* Input
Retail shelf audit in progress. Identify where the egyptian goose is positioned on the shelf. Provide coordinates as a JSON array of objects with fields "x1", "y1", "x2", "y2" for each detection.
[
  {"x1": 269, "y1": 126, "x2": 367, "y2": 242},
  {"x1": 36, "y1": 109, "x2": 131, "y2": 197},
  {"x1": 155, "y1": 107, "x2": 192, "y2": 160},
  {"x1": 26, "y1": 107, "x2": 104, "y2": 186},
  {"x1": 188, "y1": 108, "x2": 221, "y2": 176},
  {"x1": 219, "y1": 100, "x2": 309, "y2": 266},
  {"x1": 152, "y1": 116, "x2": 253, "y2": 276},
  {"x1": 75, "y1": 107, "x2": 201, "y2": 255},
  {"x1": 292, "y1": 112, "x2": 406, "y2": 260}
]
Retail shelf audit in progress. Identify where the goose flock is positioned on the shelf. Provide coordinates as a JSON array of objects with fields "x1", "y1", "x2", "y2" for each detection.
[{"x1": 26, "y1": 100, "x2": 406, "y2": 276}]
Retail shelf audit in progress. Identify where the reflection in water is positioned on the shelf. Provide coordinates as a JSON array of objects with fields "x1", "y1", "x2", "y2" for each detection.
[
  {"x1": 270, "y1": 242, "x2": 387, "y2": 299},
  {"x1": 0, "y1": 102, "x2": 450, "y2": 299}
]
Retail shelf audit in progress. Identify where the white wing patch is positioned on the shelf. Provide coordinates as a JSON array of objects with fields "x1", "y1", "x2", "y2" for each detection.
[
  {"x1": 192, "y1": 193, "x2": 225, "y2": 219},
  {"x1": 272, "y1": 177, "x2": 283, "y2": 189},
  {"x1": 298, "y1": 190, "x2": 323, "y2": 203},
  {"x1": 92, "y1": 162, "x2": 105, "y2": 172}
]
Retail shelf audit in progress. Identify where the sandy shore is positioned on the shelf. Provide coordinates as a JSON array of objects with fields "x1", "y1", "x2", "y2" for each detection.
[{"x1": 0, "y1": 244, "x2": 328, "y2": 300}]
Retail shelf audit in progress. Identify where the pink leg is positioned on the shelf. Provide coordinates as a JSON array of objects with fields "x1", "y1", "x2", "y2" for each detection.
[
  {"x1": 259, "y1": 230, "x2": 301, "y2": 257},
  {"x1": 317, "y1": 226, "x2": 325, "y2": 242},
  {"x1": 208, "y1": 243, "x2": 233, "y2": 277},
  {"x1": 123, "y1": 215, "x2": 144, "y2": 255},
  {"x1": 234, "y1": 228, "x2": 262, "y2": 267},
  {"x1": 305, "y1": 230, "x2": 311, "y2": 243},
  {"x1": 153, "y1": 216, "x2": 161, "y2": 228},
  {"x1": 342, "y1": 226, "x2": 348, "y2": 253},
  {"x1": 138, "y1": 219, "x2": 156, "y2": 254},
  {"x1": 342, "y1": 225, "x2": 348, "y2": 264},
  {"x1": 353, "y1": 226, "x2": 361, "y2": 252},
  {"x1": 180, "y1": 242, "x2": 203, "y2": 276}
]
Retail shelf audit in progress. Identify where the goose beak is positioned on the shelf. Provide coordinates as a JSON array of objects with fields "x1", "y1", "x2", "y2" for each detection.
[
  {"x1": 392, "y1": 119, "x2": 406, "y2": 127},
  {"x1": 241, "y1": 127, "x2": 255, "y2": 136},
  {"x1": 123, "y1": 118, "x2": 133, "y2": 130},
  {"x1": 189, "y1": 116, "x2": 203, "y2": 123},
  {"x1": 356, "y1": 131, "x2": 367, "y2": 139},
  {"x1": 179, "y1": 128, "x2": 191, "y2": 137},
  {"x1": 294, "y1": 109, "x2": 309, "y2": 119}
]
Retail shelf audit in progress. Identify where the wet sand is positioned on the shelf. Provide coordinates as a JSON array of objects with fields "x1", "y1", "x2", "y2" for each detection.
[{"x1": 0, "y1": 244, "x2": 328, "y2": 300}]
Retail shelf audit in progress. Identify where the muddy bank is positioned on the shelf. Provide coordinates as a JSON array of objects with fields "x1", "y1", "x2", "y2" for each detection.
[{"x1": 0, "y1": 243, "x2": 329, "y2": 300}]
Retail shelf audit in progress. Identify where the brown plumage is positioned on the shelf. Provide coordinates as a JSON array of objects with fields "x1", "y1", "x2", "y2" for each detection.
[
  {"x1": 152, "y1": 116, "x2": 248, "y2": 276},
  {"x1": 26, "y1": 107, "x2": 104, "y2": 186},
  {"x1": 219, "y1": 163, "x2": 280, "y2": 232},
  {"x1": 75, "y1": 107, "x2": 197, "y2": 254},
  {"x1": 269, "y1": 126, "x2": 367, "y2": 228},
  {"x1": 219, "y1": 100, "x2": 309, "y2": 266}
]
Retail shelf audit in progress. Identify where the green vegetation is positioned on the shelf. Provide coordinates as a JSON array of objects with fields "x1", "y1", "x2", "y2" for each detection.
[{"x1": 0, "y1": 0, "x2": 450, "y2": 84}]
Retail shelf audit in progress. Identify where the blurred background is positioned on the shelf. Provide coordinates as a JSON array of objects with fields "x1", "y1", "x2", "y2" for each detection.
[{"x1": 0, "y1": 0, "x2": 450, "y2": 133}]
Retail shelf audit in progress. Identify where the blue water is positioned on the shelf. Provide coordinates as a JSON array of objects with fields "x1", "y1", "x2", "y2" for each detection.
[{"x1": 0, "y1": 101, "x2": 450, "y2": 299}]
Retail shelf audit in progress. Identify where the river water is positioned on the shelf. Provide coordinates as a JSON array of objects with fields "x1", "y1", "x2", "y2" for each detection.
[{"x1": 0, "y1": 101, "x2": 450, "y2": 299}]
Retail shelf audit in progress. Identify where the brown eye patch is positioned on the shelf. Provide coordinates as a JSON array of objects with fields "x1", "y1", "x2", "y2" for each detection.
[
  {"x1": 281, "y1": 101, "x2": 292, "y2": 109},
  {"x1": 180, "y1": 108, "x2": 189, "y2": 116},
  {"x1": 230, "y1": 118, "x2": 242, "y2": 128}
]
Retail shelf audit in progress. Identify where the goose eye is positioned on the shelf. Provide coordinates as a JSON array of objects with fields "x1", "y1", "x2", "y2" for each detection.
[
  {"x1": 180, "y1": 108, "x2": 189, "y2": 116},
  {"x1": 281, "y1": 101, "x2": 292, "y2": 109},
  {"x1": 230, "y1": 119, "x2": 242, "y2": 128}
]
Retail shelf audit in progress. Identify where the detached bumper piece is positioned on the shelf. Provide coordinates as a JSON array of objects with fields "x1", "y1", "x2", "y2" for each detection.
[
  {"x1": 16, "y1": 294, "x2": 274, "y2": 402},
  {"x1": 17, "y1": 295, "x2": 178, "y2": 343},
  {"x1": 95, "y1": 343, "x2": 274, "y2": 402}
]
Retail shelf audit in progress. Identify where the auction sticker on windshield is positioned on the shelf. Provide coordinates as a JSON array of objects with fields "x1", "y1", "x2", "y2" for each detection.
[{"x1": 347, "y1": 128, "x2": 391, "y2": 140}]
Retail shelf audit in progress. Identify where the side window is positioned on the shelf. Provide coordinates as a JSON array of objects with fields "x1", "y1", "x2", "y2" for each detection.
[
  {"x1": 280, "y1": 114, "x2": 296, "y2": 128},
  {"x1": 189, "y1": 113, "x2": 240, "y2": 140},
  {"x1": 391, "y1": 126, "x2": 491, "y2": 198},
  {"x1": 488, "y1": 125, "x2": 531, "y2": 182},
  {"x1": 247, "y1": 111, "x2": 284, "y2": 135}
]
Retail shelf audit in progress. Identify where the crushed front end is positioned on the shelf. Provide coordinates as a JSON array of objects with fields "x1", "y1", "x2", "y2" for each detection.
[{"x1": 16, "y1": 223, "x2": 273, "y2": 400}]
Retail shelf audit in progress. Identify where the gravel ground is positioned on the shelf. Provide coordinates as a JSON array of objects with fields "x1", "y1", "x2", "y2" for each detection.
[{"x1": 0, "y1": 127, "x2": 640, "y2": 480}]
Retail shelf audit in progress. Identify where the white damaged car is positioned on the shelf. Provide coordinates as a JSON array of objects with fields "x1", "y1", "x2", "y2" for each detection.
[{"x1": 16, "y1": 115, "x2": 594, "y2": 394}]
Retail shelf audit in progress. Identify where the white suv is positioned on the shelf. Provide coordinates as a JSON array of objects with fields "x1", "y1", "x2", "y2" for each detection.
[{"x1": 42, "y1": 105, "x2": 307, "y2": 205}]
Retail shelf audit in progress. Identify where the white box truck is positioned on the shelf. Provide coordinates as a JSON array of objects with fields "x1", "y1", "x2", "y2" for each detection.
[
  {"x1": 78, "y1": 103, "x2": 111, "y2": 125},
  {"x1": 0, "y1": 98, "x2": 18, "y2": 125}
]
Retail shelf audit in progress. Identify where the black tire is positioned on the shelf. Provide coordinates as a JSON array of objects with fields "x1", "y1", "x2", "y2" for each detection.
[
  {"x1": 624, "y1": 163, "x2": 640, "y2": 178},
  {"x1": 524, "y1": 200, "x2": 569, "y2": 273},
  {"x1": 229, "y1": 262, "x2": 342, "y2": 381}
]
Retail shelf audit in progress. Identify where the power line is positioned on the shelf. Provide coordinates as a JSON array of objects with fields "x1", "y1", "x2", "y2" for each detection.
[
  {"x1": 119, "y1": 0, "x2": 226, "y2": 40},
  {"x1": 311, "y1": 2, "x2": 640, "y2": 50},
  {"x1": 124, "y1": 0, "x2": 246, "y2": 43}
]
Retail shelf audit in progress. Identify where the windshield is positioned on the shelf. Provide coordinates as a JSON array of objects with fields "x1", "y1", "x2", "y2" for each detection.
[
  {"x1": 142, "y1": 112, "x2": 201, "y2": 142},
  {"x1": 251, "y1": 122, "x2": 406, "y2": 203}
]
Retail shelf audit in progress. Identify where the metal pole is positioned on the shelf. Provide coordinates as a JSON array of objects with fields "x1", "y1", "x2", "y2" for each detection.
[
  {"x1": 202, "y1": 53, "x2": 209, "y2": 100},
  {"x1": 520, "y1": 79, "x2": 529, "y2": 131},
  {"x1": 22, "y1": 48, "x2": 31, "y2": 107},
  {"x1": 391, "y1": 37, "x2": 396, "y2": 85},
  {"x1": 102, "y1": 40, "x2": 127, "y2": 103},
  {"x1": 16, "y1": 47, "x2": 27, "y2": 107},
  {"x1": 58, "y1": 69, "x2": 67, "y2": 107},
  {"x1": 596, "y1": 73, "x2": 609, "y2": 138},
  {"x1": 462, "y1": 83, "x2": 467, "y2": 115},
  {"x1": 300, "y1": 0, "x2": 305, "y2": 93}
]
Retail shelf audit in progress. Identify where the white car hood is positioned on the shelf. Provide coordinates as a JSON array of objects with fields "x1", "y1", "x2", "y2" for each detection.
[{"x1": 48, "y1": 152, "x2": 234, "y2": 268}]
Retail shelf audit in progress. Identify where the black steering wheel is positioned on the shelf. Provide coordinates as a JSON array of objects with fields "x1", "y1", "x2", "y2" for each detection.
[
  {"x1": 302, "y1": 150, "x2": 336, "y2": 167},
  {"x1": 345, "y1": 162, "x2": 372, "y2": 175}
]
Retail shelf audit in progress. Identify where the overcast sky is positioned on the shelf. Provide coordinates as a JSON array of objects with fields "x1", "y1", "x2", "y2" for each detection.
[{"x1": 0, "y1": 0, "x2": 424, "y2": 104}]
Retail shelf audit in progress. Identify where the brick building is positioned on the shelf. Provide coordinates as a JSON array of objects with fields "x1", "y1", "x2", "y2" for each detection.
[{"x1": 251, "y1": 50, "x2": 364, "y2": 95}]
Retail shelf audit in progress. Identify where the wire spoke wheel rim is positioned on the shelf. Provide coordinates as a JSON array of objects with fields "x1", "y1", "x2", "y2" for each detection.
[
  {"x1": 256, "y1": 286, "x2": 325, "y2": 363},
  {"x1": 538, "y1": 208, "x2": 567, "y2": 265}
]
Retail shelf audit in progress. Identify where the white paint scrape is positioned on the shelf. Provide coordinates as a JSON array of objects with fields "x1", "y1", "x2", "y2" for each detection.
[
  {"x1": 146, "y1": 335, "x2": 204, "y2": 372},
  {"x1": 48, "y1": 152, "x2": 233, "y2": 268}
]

* Directive
Show each line of the data above that contains the string "windshield". Case counts: match uppercase and lowercase letters exactly.

* Task response
Retail shelf audit in progress. Identify where the auction sticker on windshield is positioned on the shelf. Provide coordinates as a JSON array of objects with fields "x1", "y1", "x2", "y2" for each detection.
Retail shelf audit in progress. Identify where the windshield is positioned on the shelf. Provide coordinates as a JSON array of objects with fields "x1", "y1", "x2", "y2" for each detection.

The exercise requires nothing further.